_WHAT YOU HAVE TO DO_
Starting at the line that contains "Where can the white horse's ear", copy each line through the final one exactly as written.

☆ ☆ ☆

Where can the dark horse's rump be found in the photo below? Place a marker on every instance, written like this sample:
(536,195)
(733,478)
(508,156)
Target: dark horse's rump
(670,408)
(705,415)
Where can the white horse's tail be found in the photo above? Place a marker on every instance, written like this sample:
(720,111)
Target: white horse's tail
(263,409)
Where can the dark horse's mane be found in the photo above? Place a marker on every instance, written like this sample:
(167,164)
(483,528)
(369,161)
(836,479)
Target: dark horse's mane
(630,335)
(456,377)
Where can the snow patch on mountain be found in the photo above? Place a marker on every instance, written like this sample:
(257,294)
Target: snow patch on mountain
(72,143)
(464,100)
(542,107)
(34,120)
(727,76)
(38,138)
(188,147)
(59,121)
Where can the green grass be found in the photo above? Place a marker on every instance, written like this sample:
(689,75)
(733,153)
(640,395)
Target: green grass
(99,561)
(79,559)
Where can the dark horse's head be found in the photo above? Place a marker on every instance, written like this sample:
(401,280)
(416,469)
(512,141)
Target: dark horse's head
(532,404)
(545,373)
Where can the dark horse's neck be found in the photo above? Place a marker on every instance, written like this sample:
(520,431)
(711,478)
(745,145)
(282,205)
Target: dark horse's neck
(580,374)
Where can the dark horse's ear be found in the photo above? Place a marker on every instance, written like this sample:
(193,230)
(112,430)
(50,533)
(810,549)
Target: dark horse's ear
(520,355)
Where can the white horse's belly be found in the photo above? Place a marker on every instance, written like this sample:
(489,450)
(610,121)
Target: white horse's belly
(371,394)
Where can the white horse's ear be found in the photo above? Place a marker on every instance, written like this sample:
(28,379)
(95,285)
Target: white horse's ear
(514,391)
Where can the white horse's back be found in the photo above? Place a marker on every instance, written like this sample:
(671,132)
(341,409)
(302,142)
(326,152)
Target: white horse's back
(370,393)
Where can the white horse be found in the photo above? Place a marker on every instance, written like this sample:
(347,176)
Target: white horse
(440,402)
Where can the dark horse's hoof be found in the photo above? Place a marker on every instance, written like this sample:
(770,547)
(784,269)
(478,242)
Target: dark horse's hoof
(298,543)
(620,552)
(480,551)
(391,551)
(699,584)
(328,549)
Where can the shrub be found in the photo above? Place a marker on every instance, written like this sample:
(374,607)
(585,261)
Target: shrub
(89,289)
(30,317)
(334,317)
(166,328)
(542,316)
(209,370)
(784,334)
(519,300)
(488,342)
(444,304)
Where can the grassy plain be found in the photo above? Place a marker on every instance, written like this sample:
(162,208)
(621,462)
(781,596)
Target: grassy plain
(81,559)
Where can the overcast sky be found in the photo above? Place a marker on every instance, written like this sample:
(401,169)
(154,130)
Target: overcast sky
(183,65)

☆ ☆ ☆

_TASK OUTPUT_
Where can the white horse's ear be found in the photo above? Place a marker on every instance, written like this sample:
(28,379)
(95,285)
Target: white horse's ear
(514,391)
Where can the white horse's back be found in the photo above? Place a marker on every instance, written like this sample:
(671,132)
(341,409)
(302,142)
(326,152)
Target: white horse's back
(370,393)
Where can the white horse be found in the photo above? Place a marker on every instance, written like this sample:
(347,176)
Target: white horse
(440,402)
Where can the dark horse's hoof be found in the photo above? Place a marker on every instance, written like this sample:
(770,547)
(784,269)
(478,242)
Target: dark horse's hoof
(298,543)
(620,552)
(480,551)
(391,551)
(699,584)
(328,549)
Where can the shrub be found in the photo above? Place a marker on every instance, written like this sample:
(374,607)
(585,261)
Target: shrub
(89,289)
(30,317)
(334,317)
(166,328)
(542,316)
(209,370)
(784,334)
(519,300)
(488,342)
(444,304)
Where can the grassy plain be found in the photo above? Place a marker on every instance, written like this sample:
(162,208)
(621,462)
(781,596)
Target: grassy plain
(81,559)
Where can the overcast sky be found in the photo above? Place a marker on every instance, written like this sample:
(401,169)
(154,130)
Target: overcast sky
(183,65)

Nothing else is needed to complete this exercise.